Costas extrañas

Un artista del rescate

J. D. Torres Duarte
19 de abril de 2023 - 02:00 a. m.

Como se sabe y se ha vuelto a saber, Franz Kafka sería ceniza y olvido si su amigo Max Brod hubiera obedecido su designio de moribundo de quemar todos sus manuscritos. Brod, en favor de la literatura y en contra de la voluntad de su amigo, los conservó, los editó y los publicó: Kafka nació para el mundo tras su muerte por la obstinación casi fervorosa de un amigo traicionero. Pero los agradecimientos que le corresponden por su audacia y su atinado juicio literario parecen cada vez más del mismo tamaño que los reproches por haber alterado y eliminado partes de esas obras y por haberles impuesto una lectura seudorreligiosa (Kafka el profeta: no Juan en Patmos sino en Praga) que todavía contamina su valoración. Es posible que casi cien años después de la muerte de Kafka y de un universo en expansión de papers y tesis sobre sus estigmas gramaticales, numerosas zonas de su obra (una obra en ruinas y en perpetua construcción) estén oscurecidas por una tenaz labor de edición en parte amorosa, en parte púdica, en parte asfixiante.

La prueba más reciente en el proceso contra Brod es la nueva versión de los Diarios de Kafka en inglés, publicada hace unas semanas. Ross Benjamin, que empleó ocho años en la traducción, se basó en la edición en alemán de 1990 que contiene el texto fiel de los Diarios, sin las supresiones ni omisiones de Brod y con las progresiones truncadas, los pálpitos grises y las idiosincrasias verbales y sintácticas de Kafka (porque un diario, Benjamin se ve obligado a recordar, es justo eso: un torbellino de cabos sueltos, una planicie de desciframientos aplazados). La nueva versión recoge a un Kafka que frecuenta los prostíbulos, mira con deseo a los hombres, cede a sus prejuicios, se burla de la fe judía propia y ajena y se somete a frenéticos exámenes del espíritu en clave poética: un Kafka, en últimas, más espeso y más rico y menos aprehensible y menos fácil que el de todas las ediciones de los Diarios en inglés. En español, la editorial Valdemar defendió un procedimiento idéntico al publicar todos sus cuentos sin las modificaciones y adiciones de Brod, y Galaxia Gutenberg publicó en 1999 sus incompletas obras completas en una edición que aspiraba a superar la de Brod. En Colombia, Guillermo Sánchez Trujillo, lector obsesionado de Kafka, imprimió una edición de El proceso que propone un arreglo distinto de la de Brod y de las de otros académicos de ultramar. En alemán, las ediciones en imprenta ya han burlado los remiendos y las elipsis de Brod.

Tanto en español como en inglés, sin embargo, el cayado de Brod continúa señalando el camino entre los campos agrestes de Kafka. Todavía se encuentran en librerías de nuevo la versión de Cátedra de El proceso que multiplica la de Brod y varias de otras editoriales de los cuentos y parábolas transfigurados por su intempestiva mano amiga, y abundan en los mercados de segunda las viejas ediciones de Emecé de El castillo, América (cuyo título real es El desaparecido) y de los cuentos y aforismos y cartas, que obedecen al criterio de Brod (por cierto: la traducción de La metamorfosis de Losada que se atribuye a Jorge Luis Borges, según confesó Borges, ni siquiera es de Borges).

→ MATERIAL:
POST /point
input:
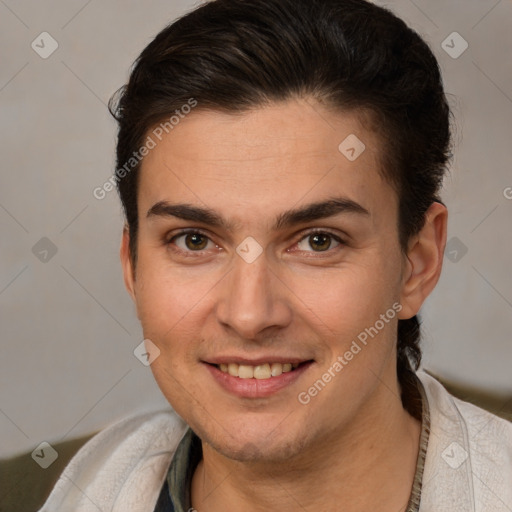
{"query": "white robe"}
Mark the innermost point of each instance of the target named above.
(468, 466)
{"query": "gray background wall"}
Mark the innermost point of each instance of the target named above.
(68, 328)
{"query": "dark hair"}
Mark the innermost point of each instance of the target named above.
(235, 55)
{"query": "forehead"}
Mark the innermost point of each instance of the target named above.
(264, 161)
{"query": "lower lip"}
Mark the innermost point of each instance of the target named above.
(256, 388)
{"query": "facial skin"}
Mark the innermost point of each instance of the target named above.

---

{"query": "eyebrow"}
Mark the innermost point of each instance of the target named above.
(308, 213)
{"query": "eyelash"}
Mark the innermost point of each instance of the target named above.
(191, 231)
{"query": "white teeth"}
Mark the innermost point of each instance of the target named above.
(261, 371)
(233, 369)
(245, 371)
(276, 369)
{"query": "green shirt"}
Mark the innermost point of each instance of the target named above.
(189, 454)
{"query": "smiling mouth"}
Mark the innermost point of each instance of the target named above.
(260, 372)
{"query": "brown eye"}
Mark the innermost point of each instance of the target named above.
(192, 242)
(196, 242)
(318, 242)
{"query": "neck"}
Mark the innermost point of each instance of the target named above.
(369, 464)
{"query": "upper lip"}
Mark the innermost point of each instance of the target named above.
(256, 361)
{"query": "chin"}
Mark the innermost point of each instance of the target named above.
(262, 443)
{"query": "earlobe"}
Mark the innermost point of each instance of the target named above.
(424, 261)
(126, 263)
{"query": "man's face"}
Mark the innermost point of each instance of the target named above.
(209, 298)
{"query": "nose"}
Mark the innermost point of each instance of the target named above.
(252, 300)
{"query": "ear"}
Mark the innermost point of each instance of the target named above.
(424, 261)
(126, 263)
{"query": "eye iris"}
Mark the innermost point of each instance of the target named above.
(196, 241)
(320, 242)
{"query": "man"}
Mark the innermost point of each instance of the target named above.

→ TAREAS PROPUESTAS:
#1 Reproduce literalmente el fragmento del texto fuente que empieza en "Tanto en español" y termina en "es de Borges).".
#2 Enumera todas las editoriales que se mencionan en el texto fuente.
#3 Según el texto fuente, ¿cuántos años dedicó Ross Benjamin a la traducción de los Diarios?

→ RESPUESTAS DEL EJERCICIO:
#1
Tanto en español como en inglés, sin embargo, el cayado de Brod continúa señalando el camino entre los campos agrestes de Kafka. Todavía se encuentran en librerías de nuevo la versión de Cátedra de El proceso que multiplica la de Brod y varias de otras editoriales de los cuentos y parábolas transfigurados por su intempestiva mano amiga, y abundan en los mercados de segunda las viejas ediciones de Emecé de El castillo, América (cuyo título real es El desaparecido) y de los cuentos y aforismos y cartas, que obedecen al criterio de Brod (por cierto: la traducción de La metamorfosis de Losada que se atribuye a Jorge Luis Borges, según confesó Borges, ni siquiera es de Borges).

#2 Valdemar, Galaxia Gutenberg, Cátedra, Emecé y Losada.

#3 Ocho años.